SELECTED EXTRACT:

····················

Life is a series of small interpersonal transactions that either build trust or lose trust. I believe that the economics of trust works as follows: every small positive deed, whether seen or unseen, adds to ones personal and professional value. In this environment, a single transgression can derail decades worth of “brand” building if trust has not been “banked”.

Lately I’ve thought quite a bit about trust violations and what’s behind them. In most cases, the root cause of the breakdown of trust is self-serving and self-interested behavior, often on the part of those in the most trusted positions in business. While all professionals, regardless of their field, can build and bank trust, sadly few choose to. Even those who work in the fields of trust and ethics don’t always take the high road. And so here we are today witnessing some of the worlds largest companies paying billions of dollars in fraud and ethics fines, with no apparent end in sight.

····················

PROBLEM SET:
1. Transcribe the passage on trust word for word, starting at "Lately I’ve thought" and ending at "end in sight.".
2. In the records, switch "record the coordinates" to "write down the coordinates" in the lines starting at the one containing "Thank you for the photo. Could you point to the water" and ending at the one containing "column 373, row 220", both included, with nothing else changed. Give back only those lines.

····················

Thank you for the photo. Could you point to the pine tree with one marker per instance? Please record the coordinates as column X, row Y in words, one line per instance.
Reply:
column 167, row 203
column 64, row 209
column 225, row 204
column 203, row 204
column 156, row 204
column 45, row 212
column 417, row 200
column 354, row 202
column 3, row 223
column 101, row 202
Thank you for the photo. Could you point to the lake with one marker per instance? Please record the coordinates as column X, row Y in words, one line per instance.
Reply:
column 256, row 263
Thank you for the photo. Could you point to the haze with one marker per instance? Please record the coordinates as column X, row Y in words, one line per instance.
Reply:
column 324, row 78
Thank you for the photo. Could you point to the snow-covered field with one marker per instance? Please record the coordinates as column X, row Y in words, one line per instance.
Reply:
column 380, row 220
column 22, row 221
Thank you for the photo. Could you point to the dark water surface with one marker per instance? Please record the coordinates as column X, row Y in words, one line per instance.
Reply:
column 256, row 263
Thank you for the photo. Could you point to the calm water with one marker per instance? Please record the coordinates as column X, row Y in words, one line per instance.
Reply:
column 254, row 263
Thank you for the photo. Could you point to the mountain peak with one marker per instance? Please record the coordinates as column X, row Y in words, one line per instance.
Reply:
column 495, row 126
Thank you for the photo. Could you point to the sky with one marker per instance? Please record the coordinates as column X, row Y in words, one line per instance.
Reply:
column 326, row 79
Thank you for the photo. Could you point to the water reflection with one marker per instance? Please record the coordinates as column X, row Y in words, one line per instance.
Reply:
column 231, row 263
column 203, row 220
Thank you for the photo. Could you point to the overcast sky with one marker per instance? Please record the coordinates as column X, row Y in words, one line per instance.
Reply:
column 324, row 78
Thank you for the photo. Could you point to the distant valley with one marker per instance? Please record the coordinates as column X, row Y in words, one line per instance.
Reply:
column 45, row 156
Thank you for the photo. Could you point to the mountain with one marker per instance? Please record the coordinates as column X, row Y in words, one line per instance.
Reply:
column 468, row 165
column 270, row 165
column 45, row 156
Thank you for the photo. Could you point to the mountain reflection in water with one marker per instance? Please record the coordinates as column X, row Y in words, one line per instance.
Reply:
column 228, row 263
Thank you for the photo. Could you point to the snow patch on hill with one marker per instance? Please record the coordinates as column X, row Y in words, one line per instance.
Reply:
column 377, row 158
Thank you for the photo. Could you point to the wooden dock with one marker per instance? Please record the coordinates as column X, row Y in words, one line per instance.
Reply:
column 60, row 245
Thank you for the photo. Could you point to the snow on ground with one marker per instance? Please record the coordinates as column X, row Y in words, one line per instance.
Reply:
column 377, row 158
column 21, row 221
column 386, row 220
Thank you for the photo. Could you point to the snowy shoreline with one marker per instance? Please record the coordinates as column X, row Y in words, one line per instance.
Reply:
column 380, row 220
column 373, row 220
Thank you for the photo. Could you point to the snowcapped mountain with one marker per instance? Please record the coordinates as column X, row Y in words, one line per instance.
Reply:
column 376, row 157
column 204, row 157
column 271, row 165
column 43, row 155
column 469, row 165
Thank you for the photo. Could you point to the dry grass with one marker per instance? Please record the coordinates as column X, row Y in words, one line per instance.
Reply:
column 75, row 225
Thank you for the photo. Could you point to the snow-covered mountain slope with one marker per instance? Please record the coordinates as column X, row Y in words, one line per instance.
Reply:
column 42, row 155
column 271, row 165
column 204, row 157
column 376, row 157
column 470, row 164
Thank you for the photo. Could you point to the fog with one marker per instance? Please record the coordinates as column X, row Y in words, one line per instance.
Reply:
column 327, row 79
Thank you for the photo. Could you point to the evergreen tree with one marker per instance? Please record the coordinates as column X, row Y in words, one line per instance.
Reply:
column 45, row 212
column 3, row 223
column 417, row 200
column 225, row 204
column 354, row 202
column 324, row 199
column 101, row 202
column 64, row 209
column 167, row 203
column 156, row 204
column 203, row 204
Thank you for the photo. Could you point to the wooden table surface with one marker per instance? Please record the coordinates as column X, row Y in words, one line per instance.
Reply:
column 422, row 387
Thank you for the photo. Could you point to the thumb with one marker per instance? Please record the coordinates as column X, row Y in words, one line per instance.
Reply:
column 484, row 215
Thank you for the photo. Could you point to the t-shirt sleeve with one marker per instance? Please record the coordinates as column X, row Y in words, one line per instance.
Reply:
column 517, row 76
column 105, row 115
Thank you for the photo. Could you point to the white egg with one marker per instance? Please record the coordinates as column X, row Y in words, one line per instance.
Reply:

····················

TASK ANSWERS:
1.
Lately I’ve thought quite a bit about trust violations and what’s behind them. In most cases, the root cause of the breakdown of trust is self-serving and self-interested behavior, often on the part of those in the most trusted positions in business. While all professionals, regardless of their field, can build and bank trust, sadly few choose to. Even those who work in the fields of trust and ethics don’t always take the high road. And so here we are today witnessing some of the worlds largest companies paying billions of dollars in fraud and ethics fines, with no apparent end in sight.

2.
Thank you for the photo. Could you point to the water reflection with one marker per instance? Please write down the coordinates as column X, row Y in words, one line per instance.
Reply:
column 231, row 263
column 203, row 220
Thank you for the photo. Could you point to the overcast sky with one marker per instance? Please write down the coordinates as column X, row Y in words, one line per instance.
Reply:
column 324, row 78
Thank you for the photo. Could you point to the distant valley with one marker per instance? Please write down the coordinates as column X, row Y in words, one line per instance.
Reply:
column 45, row 156
Thank you for the photo. Could you point to the mountain with one marker per instance? Please write down the coordinates as column X, row Y in words, one line per instance.
Reply:
column 468, row 165
column 270, row 165
column 45, row 156
Thank you for the photo. Could you point to the mountain reflection in water with one marker per instance? Please write down the coordinates as column X, row Y in words, one line per instance.
Reply:
column 228, row 263
Thank you for the photo. Could you point to the snow patch on hill with one marker per instance? Please write down the coordinates as column X, row Y in words, one line per instance.
Reply:
column 377, row 158
Thank you for the photo. Could you point to the wooden dock with one marker per instance? Please write down the coordinates as column X, row Y in words, one line per instance.
Reply:
column 60, row 245
Thank you for the photo. Could you point to the snow on ground with one marker per instance? Please write down the coordinates as column X, row Y in words, one line per instance.
Reply:
column 377, row 158
column 21, row 221
column 386, row 220
Thank you for the photo. Could you point to the snowy shoreline with one marker per instance? Please write down the coordinates as column X, row Y in words, one line per instance.
Reply:
column 380, row 220
column 373, row 220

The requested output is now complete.